* [Required action A]: In the passage on power grid roles, what is the transmission-owning utility in a deregulated market commonly called?
* [Required action B]: Carry on the passage on power grid roles from its last sentence.

* [Selected excerpt]:
Generators produce electrical power and place it onto the transmission system. This is done using a transformer to convert the output of the generation unit into high-voltage AC power. Then, the power is transmitted long distances over high-voltage lines. Once the high-voltage power is close to consumers, its voltage is lowered at a substation so that it can travel over residential power lines. Finally, low-voltage lines will distribute electricity to consumers.

In deregulated markets, each role in the power grid is typically handled by a different company.

•   Merchant Generator. A generator who sells power to another company (usually a load serving entity).

•   Investor Owned Utility. In deregulated markets, the infrastructure of the transmission system is typically owned by a single utility. This utility will not own generation and is commonly called a “wires” company.

•   Load Serving Entity (LSE). A load serving entity is a company that provides electric service to either end-users or wholesale customers. In deregulated markets, LSEs are typically intermediaries between the power grid operator, the generators, and consumers.

•   Provider of Last Resort (POLR). In states providing retail competition, the POLR is the load serving entity that is obligated to sell power to consumers if they don’t choose a supplier or their chosen supplier goes out of business.

In regulated markets, all four jobs are commonly performed by a state-sponsored monopoly utility:

•   Integrated Utility. In a regulated market, an integrated utility is typically a regulated monopoly that owns generation, transmission, and distribution assets.

* [Records supplied]:

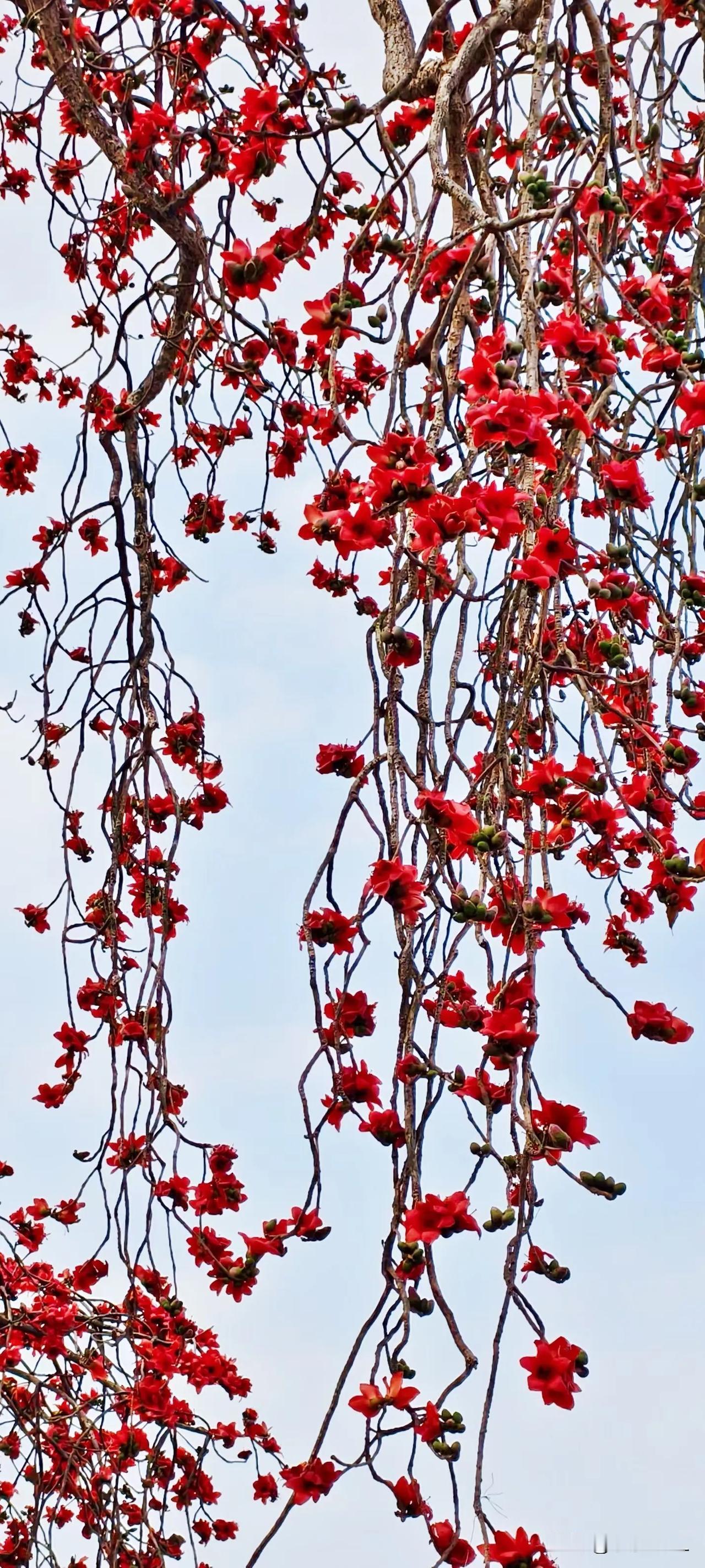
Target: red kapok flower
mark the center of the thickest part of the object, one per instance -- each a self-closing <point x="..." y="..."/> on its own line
<point x="654" y="1021"/>
<point x="433" y="1217"/>
<point x="311" y="1481"/>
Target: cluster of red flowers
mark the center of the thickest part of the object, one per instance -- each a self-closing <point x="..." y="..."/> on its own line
<point x="464" y="385"/>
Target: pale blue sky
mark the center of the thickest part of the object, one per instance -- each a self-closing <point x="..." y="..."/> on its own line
<point x="279" y="669"/>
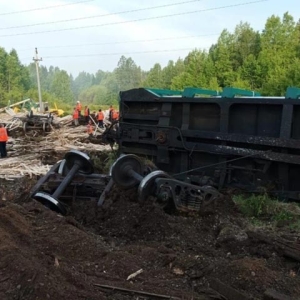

* [Task answer A]: A "wires" company.

* [Task answer B]:
•   Municipally Owned Utility (Muni). A muni is a publicly owned utility owned by a local government.

•   Co-operative (Co-op). A co-op is a not-for-profit utility commonly found in rural communities where it is unprofitable for traditional utilities to operate.

•   Federally Owned Utility. A federally owned utility is a government entity, commonly involving hydroelectric generation, which has authority to buy, sell, and distribute power.

Electrical Trading Markets

The forward power market is where the bulk of speculative trading occurs. This market is open to anyone with sufficient money to meet trading requirements. The forward market depends on the prices set by the daily auctions, but they are very different markets. The daily auctions are open only to power providers with the ability to generate power and place it on the transmission grid. In contrast, the forward market is much more accessible. The forward market doesn’t require any ability to generate power at all—it is possible to trade both physical contracts (requiring delivery of power) and financial contracts (which settle in cash). To distinguish the two markets, the daily power auctions are sometimes called the spot power market.

The forward markets trade large blocks of power at a limited number of locations around the country. This is a critical difference between the daily auctions and the forward markets. It is possible to buy spot power in arbitrarily small sizes for immediate use anywhere in the country. However, it is only possible to trade it in monthly blocks at about 30 locations. The most important of these locations are shown on the map in Figure 2.2.3. The forward markets limit the number of trading locations so that a sufficient number of buyers and sellers are forced to be active in each contract.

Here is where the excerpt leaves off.